(Point-per-instance localization data)
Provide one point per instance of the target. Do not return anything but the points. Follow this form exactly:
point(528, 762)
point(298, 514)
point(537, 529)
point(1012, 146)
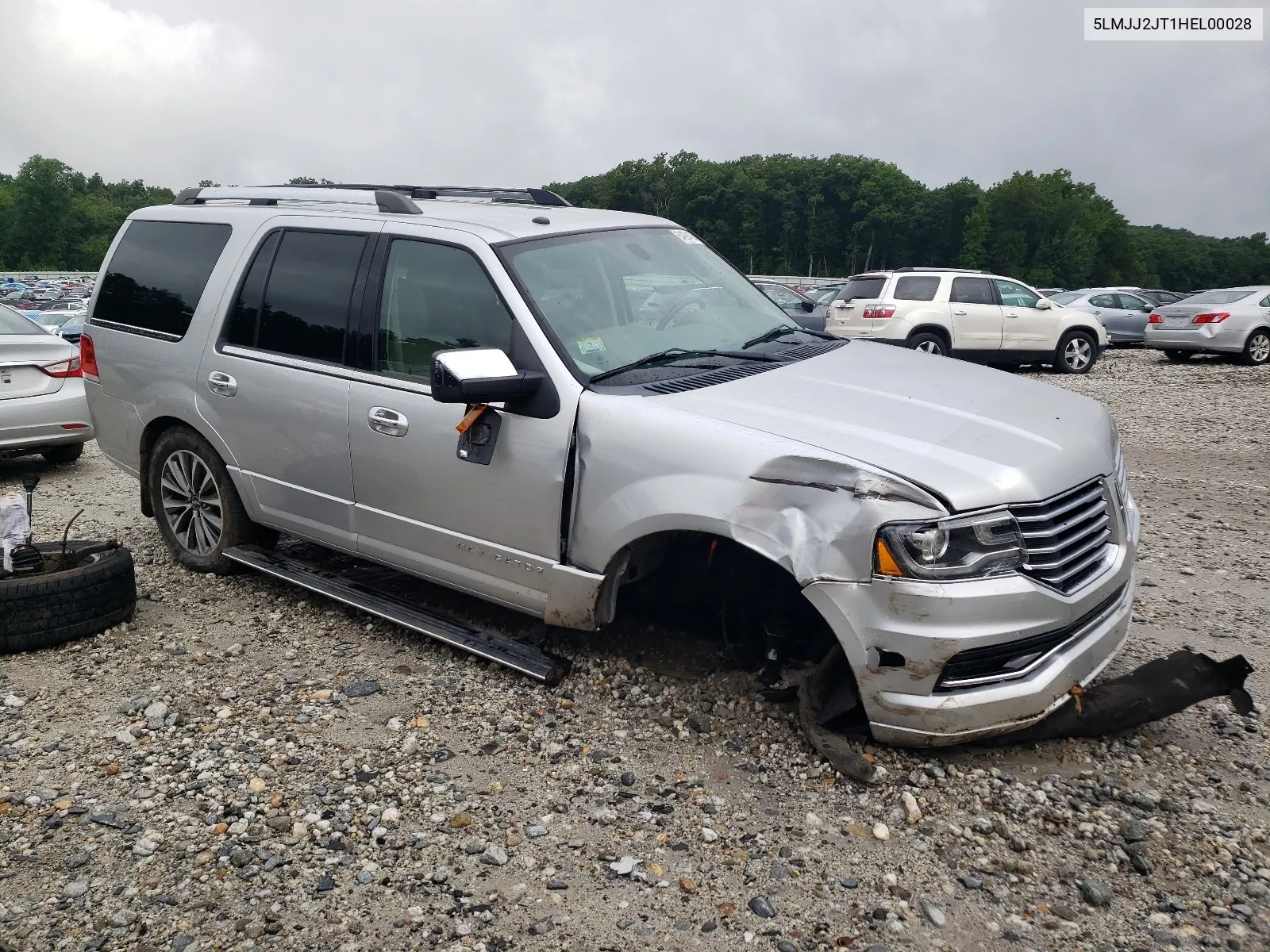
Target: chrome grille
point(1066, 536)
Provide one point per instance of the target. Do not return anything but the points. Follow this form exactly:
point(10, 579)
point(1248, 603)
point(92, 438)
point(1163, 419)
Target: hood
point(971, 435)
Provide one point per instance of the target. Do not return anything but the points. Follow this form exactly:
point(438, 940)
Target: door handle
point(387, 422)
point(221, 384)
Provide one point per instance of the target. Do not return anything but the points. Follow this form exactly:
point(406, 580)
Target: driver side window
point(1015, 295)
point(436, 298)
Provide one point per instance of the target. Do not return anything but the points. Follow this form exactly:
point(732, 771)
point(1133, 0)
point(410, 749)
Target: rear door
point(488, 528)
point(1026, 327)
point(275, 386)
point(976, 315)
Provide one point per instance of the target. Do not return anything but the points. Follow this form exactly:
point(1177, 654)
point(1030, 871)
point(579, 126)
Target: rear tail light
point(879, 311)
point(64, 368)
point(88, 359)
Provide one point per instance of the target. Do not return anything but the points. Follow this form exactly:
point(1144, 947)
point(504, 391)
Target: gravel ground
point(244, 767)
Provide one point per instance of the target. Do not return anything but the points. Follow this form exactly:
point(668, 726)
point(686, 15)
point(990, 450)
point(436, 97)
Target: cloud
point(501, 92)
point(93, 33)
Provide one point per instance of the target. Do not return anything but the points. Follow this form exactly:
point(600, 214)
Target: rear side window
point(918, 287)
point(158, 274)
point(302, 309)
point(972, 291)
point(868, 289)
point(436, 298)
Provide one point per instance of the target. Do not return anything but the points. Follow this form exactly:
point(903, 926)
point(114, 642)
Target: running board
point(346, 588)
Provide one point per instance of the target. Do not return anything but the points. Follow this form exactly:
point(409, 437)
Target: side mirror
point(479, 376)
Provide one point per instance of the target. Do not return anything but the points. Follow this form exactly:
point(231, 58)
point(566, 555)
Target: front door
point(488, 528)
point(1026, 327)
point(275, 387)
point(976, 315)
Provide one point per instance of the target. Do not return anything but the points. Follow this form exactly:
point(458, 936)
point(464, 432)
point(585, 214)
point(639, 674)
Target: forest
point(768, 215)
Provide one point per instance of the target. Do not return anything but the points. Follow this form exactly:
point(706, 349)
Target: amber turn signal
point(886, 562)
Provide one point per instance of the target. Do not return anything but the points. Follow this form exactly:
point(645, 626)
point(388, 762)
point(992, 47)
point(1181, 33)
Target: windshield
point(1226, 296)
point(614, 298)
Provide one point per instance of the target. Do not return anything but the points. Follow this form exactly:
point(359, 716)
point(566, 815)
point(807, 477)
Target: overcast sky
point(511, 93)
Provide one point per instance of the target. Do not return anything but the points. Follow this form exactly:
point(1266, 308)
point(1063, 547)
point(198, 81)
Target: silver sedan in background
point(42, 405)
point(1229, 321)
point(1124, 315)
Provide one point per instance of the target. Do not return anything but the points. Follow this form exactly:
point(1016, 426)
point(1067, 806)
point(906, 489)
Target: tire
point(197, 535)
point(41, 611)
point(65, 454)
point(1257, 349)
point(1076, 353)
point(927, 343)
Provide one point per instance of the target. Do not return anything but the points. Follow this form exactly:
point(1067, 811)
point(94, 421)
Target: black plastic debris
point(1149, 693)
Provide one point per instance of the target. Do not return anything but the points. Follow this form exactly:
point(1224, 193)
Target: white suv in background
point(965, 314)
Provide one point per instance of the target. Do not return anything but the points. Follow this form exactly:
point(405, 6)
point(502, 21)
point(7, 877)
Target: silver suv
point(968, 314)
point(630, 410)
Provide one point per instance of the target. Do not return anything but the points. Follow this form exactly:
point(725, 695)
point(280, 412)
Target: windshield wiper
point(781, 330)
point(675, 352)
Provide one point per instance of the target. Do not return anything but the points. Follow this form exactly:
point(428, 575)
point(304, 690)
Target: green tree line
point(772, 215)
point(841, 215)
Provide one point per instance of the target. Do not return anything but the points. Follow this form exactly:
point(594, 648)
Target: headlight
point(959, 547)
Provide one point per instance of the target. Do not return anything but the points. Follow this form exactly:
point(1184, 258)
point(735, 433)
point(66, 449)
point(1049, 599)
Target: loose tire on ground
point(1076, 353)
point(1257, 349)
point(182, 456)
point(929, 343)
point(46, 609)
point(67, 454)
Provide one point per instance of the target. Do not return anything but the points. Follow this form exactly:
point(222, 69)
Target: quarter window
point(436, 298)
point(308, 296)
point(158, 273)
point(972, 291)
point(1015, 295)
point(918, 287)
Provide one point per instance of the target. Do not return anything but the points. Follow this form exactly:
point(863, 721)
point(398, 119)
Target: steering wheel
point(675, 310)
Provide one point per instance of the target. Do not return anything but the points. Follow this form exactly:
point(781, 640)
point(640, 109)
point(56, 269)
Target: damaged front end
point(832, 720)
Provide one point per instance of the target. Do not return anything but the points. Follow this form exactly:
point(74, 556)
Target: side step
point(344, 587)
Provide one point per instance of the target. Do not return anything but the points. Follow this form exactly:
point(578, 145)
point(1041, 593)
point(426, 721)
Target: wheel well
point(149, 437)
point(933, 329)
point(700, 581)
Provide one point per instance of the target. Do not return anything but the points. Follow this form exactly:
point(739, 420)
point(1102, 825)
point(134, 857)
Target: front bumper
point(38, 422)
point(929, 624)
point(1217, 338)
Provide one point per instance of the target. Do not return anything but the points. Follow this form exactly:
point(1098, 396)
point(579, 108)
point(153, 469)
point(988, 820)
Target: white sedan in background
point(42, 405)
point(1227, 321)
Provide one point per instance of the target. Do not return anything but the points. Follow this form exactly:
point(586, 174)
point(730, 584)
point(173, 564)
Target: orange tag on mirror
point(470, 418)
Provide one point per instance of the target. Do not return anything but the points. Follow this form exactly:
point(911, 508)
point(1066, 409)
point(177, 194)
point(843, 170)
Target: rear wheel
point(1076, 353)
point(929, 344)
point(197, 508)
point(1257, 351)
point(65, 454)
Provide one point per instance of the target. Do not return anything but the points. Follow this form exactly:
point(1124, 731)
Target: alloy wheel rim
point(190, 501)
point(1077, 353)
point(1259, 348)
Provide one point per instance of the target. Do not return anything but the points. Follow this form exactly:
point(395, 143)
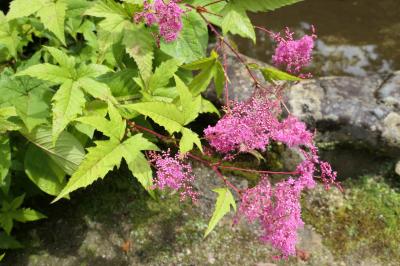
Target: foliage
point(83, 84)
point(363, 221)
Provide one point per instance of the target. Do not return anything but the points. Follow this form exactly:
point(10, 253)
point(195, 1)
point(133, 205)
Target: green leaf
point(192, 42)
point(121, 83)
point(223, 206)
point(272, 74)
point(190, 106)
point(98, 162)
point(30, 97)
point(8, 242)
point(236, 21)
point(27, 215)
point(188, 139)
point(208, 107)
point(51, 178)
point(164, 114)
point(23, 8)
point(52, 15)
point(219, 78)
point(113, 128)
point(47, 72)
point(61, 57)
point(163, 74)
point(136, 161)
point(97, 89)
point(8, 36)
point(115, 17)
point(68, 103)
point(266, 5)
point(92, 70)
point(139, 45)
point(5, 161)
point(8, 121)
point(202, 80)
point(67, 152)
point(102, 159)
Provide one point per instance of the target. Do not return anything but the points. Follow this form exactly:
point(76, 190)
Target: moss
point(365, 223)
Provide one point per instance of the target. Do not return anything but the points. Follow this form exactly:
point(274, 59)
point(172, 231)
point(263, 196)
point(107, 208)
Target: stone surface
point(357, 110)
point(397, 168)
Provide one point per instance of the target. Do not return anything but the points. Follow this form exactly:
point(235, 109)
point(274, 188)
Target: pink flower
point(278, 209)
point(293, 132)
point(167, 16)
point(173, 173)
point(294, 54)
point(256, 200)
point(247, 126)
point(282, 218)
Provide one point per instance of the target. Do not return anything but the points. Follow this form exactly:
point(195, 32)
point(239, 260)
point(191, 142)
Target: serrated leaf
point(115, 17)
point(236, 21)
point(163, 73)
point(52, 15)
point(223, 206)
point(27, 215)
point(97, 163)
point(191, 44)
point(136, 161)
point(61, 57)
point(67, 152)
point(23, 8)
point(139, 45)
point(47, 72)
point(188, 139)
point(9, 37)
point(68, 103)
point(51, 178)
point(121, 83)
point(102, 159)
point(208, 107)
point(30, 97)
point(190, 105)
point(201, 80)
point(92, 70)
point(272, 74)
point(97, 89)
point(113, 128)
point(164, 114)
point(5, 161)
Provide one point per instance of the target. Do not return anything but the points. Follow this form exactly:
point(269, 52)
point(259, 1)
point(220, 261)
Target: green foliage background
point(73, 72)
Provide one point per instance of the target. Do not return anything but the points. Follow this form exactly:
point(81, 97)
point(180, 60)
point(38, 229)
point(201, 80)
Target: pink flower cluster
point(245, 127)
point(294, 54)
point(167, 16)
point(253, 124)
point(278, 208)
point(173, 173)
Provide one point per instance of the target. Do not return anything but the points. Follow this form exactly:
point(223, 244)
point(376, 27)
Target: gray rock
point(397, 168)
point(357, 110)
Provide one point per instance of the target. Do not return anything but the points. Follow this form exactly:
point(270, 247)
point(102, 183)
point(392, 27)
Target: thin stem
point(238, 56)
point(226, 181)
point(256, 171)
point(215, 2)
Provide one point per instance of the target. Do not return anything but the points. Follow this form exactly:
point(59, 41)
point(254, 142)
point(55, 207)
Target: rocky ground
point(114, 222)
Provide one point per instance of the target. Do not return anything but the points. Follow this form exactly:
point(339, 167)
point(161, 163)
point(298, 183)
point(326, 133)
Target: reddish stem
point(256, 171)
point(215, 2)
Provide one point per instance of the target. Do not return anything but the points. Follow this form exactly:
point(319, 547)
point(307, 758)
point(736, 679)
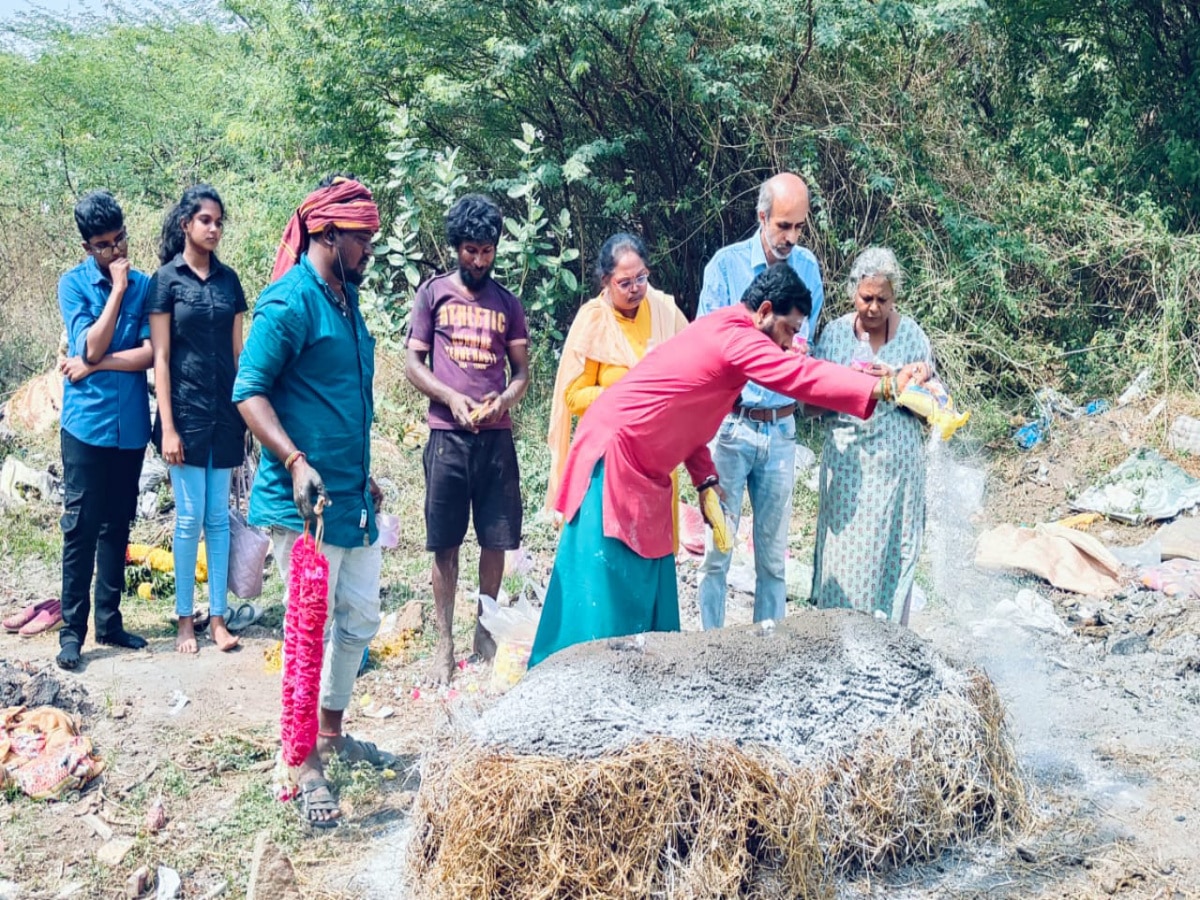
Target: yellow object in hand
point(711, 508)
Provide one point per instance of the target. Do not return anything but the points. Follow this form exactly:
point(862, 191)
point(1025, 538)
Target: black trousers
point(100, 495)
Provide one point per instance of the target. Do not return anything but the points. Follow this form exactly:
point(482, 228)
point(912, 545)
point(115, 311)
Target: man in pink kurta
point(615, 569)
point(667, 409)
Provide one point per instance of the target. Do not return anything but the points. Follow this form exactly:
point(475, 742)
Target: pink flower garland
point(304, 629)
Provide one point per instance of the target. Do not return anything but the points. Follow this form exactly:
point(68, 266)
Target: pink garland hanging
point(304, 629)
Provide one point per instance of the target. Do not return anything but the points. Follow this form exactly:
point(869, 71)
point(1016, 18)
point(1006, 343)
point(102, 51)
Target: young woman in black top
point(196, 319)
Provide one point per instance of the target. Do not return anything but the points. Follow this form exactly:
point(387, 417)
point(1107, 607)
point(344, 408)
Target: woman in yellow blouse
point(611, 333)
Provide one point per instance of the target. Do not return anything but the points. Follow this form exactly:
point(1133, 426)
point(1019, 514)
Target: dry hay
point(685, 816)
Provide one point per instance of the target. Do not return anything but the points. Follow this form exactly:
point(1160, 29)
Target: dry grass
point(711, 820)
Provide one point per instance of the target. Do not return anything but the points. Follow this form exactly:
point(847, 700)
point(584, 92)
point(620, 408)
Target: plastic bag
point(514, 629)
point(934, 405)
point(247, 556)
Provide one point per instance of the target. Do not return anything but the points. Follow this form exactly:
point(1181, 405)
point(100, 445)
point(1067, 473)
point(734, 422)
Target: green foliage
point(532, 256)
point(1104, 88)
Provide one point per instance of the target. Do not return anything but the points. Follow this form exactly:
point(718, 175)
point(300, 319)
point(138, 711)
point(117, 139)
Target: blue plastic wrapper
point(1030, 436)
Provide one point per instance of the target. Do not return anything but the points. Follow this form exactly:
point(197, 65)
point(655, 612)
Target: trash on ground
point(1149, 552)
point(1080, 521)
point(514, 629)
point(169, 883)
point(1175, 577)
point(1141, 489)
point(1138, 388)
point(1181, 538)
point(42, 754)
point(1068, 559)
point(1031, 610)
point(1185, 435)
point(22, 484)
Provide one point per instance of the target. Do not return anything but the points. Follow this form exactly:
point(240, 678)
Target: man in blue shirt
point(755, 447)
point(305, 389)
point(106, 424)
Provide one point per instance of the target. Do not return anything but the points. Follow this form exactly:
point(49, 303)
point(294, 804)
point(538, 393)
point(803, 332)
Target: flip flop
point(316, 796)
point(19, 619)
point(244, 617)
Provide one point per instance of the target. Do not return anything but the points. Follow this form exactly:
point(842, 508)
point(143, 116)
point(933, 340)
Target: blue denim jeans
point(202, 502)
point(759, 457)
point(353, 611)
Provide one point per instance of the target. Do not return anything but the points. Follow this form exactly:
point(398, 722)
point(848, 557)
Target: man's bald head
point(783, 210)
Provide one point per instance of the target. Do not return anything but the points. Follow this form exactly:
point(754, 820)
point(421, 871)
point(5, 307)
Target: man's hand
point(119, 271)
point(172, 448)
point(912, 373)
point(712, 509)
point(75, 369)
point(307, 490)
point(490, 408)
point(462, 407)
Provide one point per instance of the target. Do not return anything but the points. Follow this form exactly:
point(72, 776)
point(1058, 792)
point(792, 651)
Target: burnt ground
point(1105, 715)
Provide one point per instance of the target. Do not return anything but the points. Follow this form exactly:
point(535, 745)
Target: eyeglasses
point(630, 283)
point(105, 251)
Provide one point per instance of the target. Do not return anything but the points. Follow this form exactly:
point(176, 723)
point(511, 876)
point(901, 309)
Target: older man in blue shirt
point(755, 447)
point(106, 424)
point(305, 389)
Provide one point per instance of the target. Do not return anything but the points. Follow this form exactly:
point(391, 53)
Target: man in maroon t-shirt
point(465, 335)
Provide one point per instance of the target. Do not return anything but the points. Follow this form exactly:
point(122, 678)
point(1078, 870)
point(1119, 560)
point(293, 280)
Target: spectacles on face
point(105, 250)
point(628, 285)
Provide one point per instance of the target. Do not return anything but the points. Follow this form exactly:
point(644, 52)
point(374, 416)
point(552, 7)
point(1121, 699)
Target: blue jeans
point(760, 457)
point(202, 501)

## PROBLEM DETAILS
Exactly the lines above from the one with "point(863, 721)" to the one with "point(173, 564)", both included, are to be quoted; leave the rest out.

## YOUR RESPONSE
point(863, 721)
point(398, 119)
Target: steering wheel
point(675, 310)
Provide one point per instance of the target. Do not return anything but the points. Follow this form exactly:
point(781, 640)
point(640, 109)
point(56, 269)
Target: damaged front end
point(832, 720)
Provide one point per instance of the target. Do not return anything but the points. Follow this form exactly:
point(74, 556)
Target: side step
point(344, 587)
Provide one point per instance of the target. Do not return anything but the points. Follow this form exactly:
point(578, 145)
point(1041, 593)
point(426, 721)
Target: wheel well
point(149, 437)
point(933, 329)
point(700, 581)
Provide one point per instance of the target. Do not return anything but the points. Follow this form exactly:
point(739, 420)
point(1102, 825)
point(134, 857)
Target: front bumper
point(38, 422)
point(929, 624)
point(1217, 338)
Provide one point per instance of the target. Do not return anything but the points. Follow this form exactly:
point(1098, 396)
point(579, 108)
point(153, 469)
point(988, 820)
Target: white sedan in background
point(42, 405)
point(1227, 321)
Provide one point per instance of the target. Do not return anything but the points. Follow this form exactly:
point(586, 174)
point(730, 584)
point(173, 564)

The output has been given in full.